■ The problem
Rewrite all of the data below as a numbered list, with one item per line and no blank lines.

========================================================================

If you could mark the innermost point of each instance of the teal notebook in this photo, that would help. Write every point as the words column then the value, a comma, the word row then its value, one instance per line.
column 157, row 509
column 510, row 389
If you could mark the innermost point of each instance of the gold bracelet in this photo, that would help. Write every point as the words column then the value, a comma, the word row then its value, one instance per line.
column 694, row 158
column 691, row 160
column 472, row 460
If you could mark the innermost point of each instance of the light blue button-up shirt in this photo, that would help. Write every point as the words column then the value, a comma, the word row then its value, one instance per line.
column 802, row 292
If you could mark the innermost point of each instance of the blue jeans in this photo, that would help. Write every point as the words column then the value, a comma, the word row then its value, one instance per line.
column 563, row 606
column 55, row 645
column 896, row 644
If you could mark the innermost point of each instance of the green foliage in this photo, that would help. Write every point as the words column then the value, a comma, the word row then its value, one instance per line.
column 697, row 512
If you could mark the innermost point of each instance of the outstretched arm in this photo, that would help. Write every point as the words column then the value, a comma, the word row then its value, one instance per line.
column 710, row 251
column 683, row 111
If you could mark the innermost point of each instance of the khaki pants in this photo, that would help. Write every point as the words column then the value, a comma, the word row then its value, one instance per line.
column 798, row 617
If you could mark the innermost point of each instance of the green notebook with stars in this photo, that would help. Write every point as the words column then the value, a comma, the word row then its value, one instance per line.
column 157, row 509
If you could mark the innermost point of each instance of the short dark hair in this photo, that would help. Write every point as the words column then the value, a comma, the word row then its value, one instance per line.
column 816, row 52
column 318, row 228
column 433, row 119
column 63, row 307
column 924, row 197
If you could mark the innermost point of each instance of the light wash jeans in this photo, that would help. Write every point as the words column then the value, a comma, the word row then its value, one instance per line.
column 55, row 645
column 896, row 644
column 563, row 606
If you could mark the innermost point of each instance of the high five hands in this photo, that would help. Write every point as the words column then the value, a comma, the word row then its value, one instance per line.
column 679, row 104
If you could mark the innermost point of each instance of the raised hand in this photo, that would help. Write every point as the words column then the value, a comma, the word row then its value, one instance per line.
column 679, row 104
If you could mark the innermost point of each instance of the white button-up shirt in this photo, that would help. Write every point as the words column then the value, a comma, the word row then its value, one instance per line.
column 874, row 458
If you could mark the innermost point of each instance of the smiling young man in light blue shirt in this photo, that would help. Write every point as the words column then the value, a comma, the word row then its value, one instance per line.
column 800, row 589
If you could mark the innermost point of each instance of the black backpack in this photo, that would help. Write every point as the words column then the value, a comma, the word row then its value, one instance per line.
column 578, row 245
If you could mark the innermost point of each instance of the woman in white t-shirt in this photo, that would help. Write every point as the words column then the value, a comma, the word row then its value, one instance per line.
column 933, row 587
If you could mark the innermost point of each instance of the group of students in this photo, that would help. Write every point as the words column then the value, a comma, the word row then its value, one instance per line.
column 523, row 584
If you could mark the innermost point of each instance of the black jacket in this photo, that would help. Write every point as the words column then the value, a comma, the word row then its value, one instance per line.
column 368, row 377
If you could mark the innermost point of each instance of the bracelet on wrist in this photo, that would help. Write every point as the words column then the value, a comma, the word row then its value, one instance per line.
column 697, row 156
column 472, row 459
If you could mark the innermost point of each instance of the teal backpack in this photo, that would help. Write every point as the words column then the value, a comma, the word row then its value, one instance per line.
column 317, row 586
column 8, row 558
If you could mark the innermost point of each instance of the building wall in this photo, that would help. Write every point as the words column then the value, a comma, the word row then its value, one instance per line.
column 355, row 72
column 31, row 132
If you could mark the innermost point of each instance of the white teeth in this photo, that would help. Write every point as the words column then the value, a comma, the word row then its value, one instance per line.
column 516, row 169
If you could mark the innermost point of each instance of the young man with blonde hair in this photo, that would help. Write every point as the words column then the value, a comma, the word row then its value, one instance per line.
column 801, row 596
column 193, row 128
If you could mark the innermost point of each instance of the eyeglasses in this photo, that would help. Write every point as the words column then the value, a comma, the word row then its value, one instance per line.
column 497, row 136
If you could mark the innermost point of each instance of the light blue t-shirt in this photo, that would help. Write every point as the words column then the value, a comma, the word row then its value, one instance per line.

========================================================================

■ Full answer
1. If you could mark the innermost point of each instance of the teal notebook in this photo, that would help. Write every point as the words column then the value, a comma, the word row then its value, one instance per line.
2. column 157, row 509
3. column 510, row 389
4. If you could mark the innermost point of each instance of the gold bracelet in this photo, that would help. Write every point as the words column then the value, a comma, the word row then its value, one instance per line.
5. column 694, row 158
6. column 691, row 160
7. column 472, row 460
8. If you could mark the innermost point of each instance of the light blue button-up shirt in this photo, that would help. Write every point as the words column then the value, a comma, the word row then its value, one instance per line.
9. column 802, row 292
10. If you could mark the innermost point of each instance of the blue jeans in this photo, that would help. Write every point as the words column then the value, a comma, the word row then its value, one instance per line.
11. column 563, row 606
12. column 55, row 645
13. column 896, row 644
14. If you could mark the innermost point of each instance of the green foliage in this photo, that would help. Write every point as the words column then the value, a comma, the word row then its value, one instance per line.
15. column 697, row 512
16. If you could mark the innermost point of each instance of the outstretched arm in this photo, that would help. Write every point as the words column then the value, a comma, the word row then its value, one instance per line.
17. column 710, row 251
18. column 683, row 111
19. If you could mark the innermost point of each instance of the khaki pants in this photo, that would help. Write every point as the words column then the value, a comma, the word row then its value, one instance per line.
20. column 798, row 617
21. If you could mark the innermost point of each instance of the green notebook with stars in this photo, that would help. Write every point as the words column then the value, a comma, the word row then its value, one instance per line.
22. column 157, row 509
23. If you could mark the innermost point of each instance of the short dark hair in this photo, that would help. Write every point as the words column then the value, a comma, the word row then its value, one instance per line.
24. column 816, row 52
25. column 318, row 228
26. column 433, row 119
27. column 63, row 307
28. column 924, row 197
29. If you could mark the innermost point of each instance of the light wash jeans in this photo, that would help. Write every point as the words column then the value, a comma, the word row then its value, one instance per line.
30. column 55, row 645
31. column 896, row 644
32. column 563, row 606
33. If you could mark the innermost point of each instance of the high five hands in this photo, that would help. Write every point as the words column then the value, a comma, the word row then its value, one instance per line.
34. column 679, row 104
35. If you could mark the innermost point of each instance of the raised hand in this photo, that would help. Write every point as the words column then the value, a comma, the word row then its value, one instance per line.
36. column 679, row 104
37. If you could mark the innermost point of each instance of the white button-up shirt in this photo, that would help. Write every point as the words column then the value, a comma, the word row then its value, one instance per line.
38. column 874, row 458
39. If you could mark the innermost point of each instance of the smiling young man in light blue shirt in this photo, that would help. Write every point as the words column then the value, a comma, the word row then its value, one instance per line.
40. column 800, row 589
41. If you could mark the innermost point of each instance of the black backpack in this photo, that would help. Write every point as the words column then the value, a comma, the word row then its value, one instance per line.
42. column 578, row 245
43. If you could mark the innermost point of each instance of the woman in white t-shirt in this photo, that would help. Write every point as the words column then the value, a comma, the word row then its value, one instance per line.
44. column 933, row 587
45. If you could mark the innermost point of each instance of the group of students in this photo, that would help. Write every point as the words column then the value, a comma, the word row then its value, one instance per line.
46. column 523, row 584
47. If you could mark the innermost point of each instance of the black jacket in this photo, that would help. Write every point as the words column then the value, a comma, the word row then its value, one instance per line.
48. column 368, row 377
49. If you could mark the innermost point of each instance of the bracelet on wrist in this photo, that would help. Write every point as the words column then the value, a comma, the word row then its value, one instance per line.
50. column 697, row 156
51. column 472, row 459
52. If you could mark the innermost point of each instance of the teal backpack in this photo, that would help. Write every point as the words column then the value, a comma, the word row then its value, one instance per line.
53. column 317, row 586
54. column 8, row 558
55. If you could mark the innermost point of each instance of the building wall in this photo, that would help. Write every point as the words column then the value, a comma, the word row then its value, one instance per line.
56. column 355, row 72
57. column 31, row 132
58. If you could mark the innermost point of each instance of the white teeth in this photo, that would help. Write every point as the words column then the value, a comma, the word row then its value, one instance per line.
59. column 516, row 169
60. If you could mark the innermost point of each instance of the young man with blonde hair in this photo, that would help. Write every point as the words column then the value, a comma, the word row then its value, one instance per line.
61. column 801, row 596
62. column 193, row 128
63. If you could mark the innermost point of each instance of the eyeglasses in this photo, that would help. Write every point as the words column then the value, a comma, the word row then its value, one instance per line.
64. column 497, row 136
65. If you could mark the innermost point of each instance of the light blue t-shirt in this photo, that would help. Write every point as the words column then the value, a comma, the word row then its value, one instance per line.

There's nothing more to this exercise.